### Your task
Can you copy out, word for word, the stretch of the entries below from the line containing "Please annotate the white" through the end of the entries, including both the first and last lines?

### Material for this task

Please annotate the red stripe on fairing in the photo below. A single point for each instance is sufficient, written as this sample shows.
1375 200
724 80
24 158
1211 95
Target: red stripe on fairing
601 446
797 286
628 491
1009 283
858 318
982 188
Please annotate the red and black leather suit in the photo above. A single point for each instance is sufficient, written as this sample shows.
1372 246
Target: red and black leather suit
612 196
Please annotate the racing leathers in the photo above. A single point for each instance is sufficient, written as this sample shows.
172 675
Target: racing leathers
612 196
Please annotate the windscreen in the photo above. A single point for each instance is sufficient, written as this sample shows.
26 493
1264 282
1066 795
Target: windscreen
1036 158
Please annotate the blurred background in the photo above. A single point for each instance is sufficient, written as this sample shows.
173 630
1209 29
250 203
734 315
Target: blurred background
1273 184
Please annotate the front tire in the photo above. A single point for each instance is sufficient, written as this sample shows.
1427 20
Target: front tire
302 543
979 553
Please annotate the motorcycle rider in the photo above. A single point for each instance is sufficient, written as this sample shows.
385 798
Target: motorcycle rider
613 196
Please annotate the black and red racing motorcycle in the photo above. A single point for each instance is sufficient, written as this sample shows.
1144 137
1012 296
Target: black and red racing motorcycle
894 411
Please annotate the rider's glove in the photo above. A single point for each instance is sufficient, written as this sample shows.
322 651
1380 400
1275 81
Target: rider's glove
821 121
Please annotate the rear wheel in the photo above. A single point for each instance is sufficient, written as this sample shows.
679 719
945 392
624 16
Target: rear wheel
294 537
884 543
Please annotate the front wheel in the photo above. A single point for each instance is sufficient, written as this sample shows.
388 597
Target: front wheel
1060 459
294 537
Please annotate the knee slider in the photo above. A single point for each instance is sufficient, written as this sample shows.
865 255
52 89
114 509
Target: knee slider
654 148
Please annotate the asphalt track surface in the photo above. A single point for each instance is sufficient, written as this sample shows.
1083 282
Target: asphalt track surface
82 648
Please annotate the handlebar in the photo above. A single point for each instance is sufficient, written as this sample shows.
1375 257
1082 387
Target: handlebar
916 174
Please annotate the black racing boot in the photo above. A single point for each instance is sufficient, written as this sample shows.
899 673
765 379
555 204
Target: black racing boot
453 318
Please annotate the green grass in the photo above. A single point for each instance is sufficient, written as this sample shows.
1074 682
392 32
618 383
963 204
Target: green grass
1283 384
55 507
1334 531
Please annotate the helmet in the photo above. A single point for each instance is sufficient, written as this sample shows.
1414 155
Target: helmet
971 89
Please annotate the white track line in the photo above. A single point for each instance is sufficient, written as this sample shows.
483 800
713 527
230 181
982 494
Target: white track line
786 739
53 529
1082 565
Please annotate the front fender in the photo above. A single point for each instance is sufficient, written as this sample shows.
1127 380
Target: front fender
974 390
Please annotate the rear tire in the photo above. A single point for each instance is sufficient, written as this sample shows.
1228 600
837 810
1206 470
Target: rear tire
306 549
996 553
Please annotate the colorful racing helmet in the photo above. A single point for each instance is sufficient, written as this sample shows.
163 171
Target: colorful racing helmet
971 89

### Correct response
Please annotate the white track line in the photo above. A single point for each instance is sufficient, written as this sample shows.
483 800
713 527
230 181
982 494
Target: white track line
786 739
53 529
1082 565
Please annotate the front fender in the photo above. A single point for each instance is sufficient, written as this sample shows.
1127 380
Target: front fender
974 390
Please annotate the rear tire in the photo above. A single point for each instance is sufficient, written as this sample shows.
1228 600
837 810
1206 470
Target: rear tire
306 549
996 553
Please annotate the colorful racing helmet in the photo above. A single point for each instance is sufficient, written as this sample shows.
163 171
Target: colorful racing helmet
971 89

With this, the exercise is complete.